▸ What to produce: Identify every line in the records below that contains the word "magnifying", and copy each of those lines.

▸ Input records:
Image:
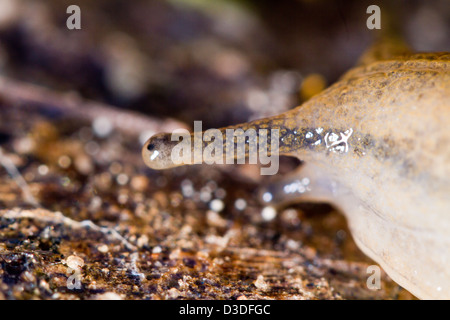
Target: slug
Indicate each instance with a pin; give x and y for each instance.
(376, 144)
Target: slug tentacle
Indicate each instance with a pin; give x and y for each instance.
(255, 140)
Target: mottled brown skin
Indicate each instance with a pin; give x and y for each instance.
(393, 183)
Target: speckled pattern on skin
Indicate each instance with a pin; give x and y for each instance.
(392, 172)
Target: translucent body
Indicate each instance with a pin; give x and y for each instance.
(377, 145)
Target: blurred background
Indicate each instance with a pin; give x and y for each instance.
(197, 232)
(221, 61)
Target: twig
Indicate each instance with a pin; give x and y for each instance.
(32, 96)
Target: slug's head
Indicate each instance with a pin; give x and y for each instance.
(157, 151)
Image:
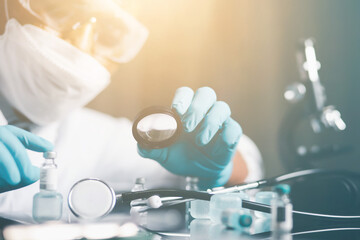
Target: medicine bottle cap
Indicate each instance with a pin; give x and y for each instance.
(49, 155)
(140, 180)
(245, 220)
(282, 189)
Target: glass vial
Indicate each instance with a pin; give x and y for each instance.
(281, 212)
(47, 204)
(136, 212)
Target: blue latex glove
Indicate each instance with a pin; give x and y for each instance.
(16, 170)
(207, 145)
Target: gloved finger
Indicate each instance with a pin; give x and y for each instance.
(182, 100)
(31, 141)
(229, 136)
(18, 152)
(159, 155)
(203, 100)
(213, 121)
(9, 171)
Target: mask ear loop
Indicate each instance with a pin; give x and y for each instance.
(6, 10)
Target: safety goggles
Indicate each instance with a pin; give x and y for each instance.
(98, 27)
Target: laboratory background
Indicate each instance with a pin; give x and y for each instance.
(247, 51)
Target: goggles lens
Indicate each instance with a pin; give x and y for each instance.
(99, 27)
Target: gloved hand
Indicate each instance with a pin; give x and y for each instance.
(16, 170)
(208, 142)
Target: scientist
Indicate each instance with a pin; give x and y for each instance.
(56, 56)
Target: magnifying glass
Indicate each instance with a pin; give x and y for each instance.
(91, 199)
(157, 127)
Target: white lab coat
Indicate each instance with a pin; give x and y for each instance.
(92, 144)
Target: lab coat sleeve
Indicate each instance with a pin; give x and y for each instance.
(252, 158)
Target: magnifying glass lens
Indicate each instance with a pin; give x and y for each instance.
(157, 127)
(91, 199)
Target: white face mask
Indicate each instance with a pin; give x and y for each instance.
(44, 77)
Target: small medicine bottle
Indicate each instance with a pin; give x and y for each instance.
(281, 212)
(47, 204)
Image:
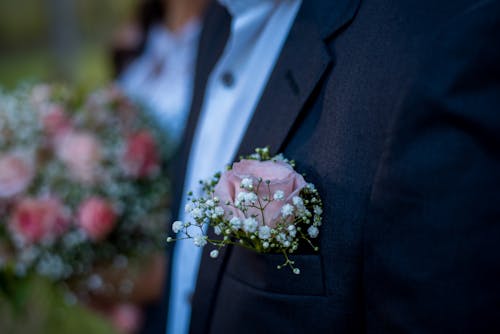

▸ Exercise output:
Target: magnifying glass
Target: magnifying glass lens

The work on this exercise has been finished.